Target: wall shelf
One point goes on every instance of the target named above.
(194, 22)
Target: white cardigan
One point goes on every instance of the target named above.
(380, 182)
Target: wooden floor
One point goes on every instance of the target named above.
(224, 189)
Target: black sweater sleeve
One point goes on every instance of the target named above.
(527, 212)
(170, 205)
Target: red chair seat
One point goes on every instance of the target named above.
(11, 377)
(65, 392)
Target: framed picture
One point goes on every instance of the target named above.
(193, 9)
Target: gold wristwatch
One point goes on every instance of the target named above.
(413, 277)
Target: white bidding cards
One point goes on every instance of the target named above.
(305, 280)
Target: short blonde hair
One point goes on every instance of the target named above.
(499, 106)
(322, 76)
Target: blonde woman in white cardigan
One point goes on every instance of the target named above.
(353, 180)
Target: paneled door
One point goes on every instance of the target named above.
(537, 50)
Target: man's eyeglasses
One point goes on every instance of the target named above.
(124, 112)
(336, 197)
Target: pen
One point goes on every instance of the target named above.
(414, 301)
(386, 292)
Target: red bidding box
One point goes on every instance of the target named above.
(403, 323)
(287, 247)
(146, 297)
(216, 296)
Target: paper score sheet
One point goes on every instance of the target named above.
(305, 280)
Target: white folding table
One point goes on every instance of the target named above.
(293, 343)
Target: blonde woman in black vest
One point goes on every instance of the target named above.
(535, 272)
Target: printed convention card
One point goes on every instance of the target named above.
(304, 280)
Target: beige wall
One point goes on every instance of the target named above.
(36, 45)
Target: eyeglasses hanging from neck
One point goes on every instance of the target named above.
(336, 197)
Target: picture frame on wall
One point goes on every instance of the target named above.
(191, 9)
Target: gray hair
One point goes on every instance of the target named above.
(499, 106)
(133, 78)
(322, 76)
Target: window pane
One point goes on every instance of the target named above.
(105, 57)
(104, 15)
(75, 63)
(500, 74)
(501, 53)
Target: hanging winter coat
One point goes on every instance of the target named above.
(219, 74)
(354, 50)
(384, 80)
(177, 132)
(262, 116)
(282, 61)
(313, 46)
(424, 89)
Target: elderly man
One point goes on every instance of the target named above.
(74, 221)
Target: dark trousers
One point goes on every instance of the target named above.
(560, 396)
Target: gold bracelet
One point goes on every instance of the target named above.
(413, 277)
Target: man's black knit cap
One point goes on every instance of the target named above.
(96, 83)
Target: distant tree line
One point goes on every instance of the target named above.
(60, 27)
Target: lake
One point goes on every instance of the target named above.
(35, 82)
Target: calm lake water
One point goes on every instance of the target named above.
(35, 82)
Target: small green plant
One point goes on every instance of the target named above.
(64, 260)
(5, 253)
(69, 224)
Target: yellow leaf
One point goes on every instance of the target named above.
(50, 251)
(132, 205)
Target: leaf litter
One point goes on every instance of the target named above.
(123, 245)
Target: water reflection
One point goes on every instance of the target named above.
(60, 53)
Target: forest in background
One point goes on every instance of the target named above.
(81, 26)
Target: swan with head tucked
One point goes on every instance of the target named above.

◆ **WHAT YOU NEED TO DO**
Restate every line of the data word for word.

◆ **FINAL RESULT**
Target: wall shelf
One point goes on every instance of the target named above.
(194, 22)
Target: white cardigan
One point goes on every instance of the target named above.
(380, 182)
Target: wooden floor
One point goes on every instance of the target named above.
(224, 189)
Target: black sweater sleeve
One point goes on every instance of the target named above.
(527, 212)
(170, 205)
Target: red chair seat
One point goes on every instance of the target named above.
(11, 377)
(65, 392)
Target: framed picture
One point goes on every instance of the target named above.
(193, 9)
Target: gold wristwatch
One point goes on every instance of the target named above.
(413, 277)
Target: white bidding cards
One point goes on every instance of the target named above.
(305, 280)
Target: short blonde hair
One point goes on every instance of the target named above.
(499, 106)
(322, 76)
Target: blonde woman in white cardigan
One point goes on every instance of the target named above.
(353, 180)
Target: paneled door
One point goes on every instance of the target named above.
(537, 50)
Target: man's eyeglasses
One point goes on every instance of the target named above.
(124, 112)
(336, 197)
Target: pen
One point goes on every instance of the target named above.
(414, 301)
(386, 292)
Target: red bidding box
One point goes on every instance of the target named above.
(403, 323)
(287, 247)
(146, 297)
(216, 296)
Target: paper score sheet
One point goes on every instance of the target named above.
(305, 280)
Target: white folding table
One point goes on every instance of the target named above.
(293, 343)
Target: blonde woman in black vest
One point goes on every instance of the target named above.
(535, 272)
Target: printed convention card
One point goes on every instance of the target named above.
(304, 280)
Target: beige wall
One point goes on every instance of the target named above.
(36, 45)
Target: eyeglasses hanging from neck
One point goes on every instance of the target named above.
(336, 197)
Target: picture frame on wall
One point goes on every instance of the target named above.
(191, 9)
Target: gray hair
One point goes on every instance of the target named above.
(499, 106)
(133, 78)
(322, 76)
Target: window pane
One point goes on every instance of the target named above.
(105, 57)
(104, 15)
(75, 63)
(500, 74)
(501, 53)
Target: hanging winter coat
One point goes on every instance of the target named above.
(219, 74)
(354, 50)
(384, 80)
(177, 132)
(262, 116)
(282, 61)
(313, 46)
(424, 89)
Target: elderly man
One point goes on every instance of the target named above.
(74, 221)
Target: dark trousers
One point goes on every instance of the target named above.
(560, 396)
Target: gold bracelet
One point goes on every instance of the target named above.
(413, 277)
Target: man's black knit cap
One point goes on every instance of the target named above.
(96, 83)
Target: distant tree line
One point goes on every instance of the target named above.
(60, 27)
Target: lake
One point goes on every instance of the target named above.
(35, 82)
Target: calm lake water
One point goes on every instance of the target named above.
(35, 82)
Target: small green plant
One point goes on every instance of the target named above.
(64, 260)
(5, 253)
(69, 224)
Target: yellow leaf
One point goes on every instance of the target named above.
(50, 251)
(132, 205)
Target: leaf litter
One point goes on every instance of the target named above.
(123, 245)
Target: water reflection
One point goes on every instance of the target named above.
(60, 53)
Target: forest in background
One point goes on every instance of the target named above.
(81, 26)
Target: swan with head tucked
One point goes on every instance of the target named above.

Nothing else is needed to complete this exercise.